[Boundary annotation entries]

────────────────

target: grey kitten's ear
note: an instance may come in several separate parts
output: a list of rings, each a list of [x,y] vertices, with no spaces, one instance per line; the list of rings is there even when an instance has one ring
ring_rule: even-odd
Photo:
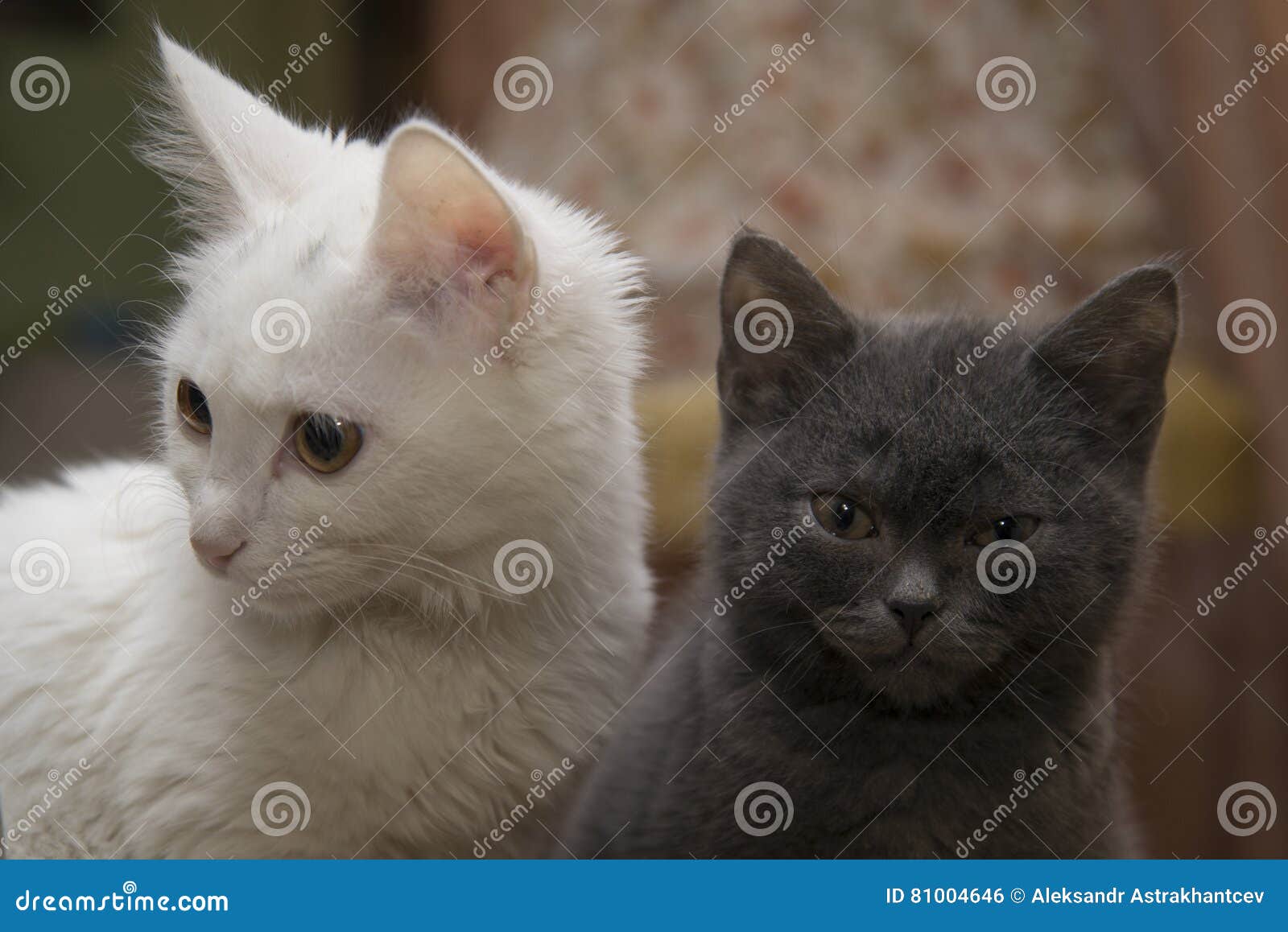
[[[180,218],[200,232],[245,233],[295,200],[330,135],[296,126],[161,30],[157,54],[140,154],[179,192]]]
[[[720,331],[716,376],[733,426],[795,415],[858,346],[854,319],[823,283],[753,230],[738,236],[725,263]]]
[[[1176,272],[1141,265],[1113,279],[1047,331],[1029,367],[1095,409],[1121,443],[1149,449],[1167,402],[1164,382],[1180,326]],[[1066,384],[1066,385],[1065,385]]]

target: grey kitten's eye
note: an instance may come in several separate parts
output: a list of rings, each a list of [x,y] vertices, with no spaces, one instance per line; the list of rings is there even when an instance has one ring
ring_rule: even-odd
[[[362,427],[331,415],[300,415],[295,424],[295,454],[310,470],[335,472],[349,465],[362,447]]]
[[[187,378],[179,380],[178,402],[184,424],[198,434],[209,434],[214,429],[206,394]]]
[[[877,525],[867,511],[845,496],[814,496],[810,510],[828,534],[846,541],[877,536]]]
[[[1041,519],[1032,515],[1006,515],[994,517],[984,530],[970,538],[976,547],[987,547],[993,541],[1027,541],[1038,529]]]

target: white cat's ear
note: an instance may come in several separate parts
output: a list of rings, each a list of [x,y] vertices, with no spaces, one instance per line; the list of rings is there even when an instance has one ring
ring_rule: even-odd
[[[143,156],[179,192],[180,214],[200,229],[245,232],[292,201],[330,148],[218,68],[157,31],[160,112]]]
[[[370,247],[395,291],[468,295],[502,319],[527,305],[536,279],[536,251],[509,198],[461,143],[421,121],[385,145]]]

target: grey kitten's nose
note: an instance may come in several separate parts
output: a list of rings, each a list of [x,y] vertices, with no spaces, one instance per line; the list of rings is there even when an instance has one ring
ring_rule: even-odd
[[[926,619],[939,610],[939,600],[929,597],[904,599],[894,596],[886,600],[886,605],[899,619],[899,626],[908,632],[909,641],[921,629]]]
[[[246,546],[245,541],[218,537],[189,537],[188,542],[192,545],[192,550],[197,554],[197,557],[216,573],[227,572],[233,554]]]

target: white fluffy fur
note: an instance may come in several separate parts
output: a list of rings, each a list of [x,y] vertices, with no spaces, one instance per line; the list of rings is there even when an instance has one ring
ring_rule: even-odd
[[[187,300],[157,346],[157,452],[0,498],[6,853],[466,857],[532,771],[589,766],[578,748],[629,694],[652,608],[630,400],[640,266],[425,121],[395,135],[456,160],[452,187],[424,201],[421,243],[406,224],[389,238],[377,214],[406,179],[388,142],[299,129],[165,37],[161,50],[174,111],[153,156],[184,182],[201,238],[176,260]],[[475,261],[465,227],[497,202],[513,248]],[[422,248],[422,274],[381,248]],[[526,312],[524,275],[572,286],[478,375]],[[310,335],[270,354],[251,315],[278,297],[305,308]],[[179,420],[180,376],[210,398],[210,436]],[[344,470],[312,474],[283,449],[309,411],[363,426]],[[330,529],[234,615],[291,529],[322,515]],[[189,548],[202,533],[247,538],[225,577]],[[33,538],[68,555],[64,584],[41,595],[6,572]],[[493,577],[516,538],[554,568],[522,596]],[[49,771],[81,758],[49,799]],[[255,826],[251,801],[274,781],[307,793],[307,828]],[[538,802],[529,833],[550,843],[532,823],[553,828],[571,793]]]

────────────────

### What this task involves
Count the lines of the entries above that contain the string "target", treating case as significant, and give only the number.

### Exercise output
5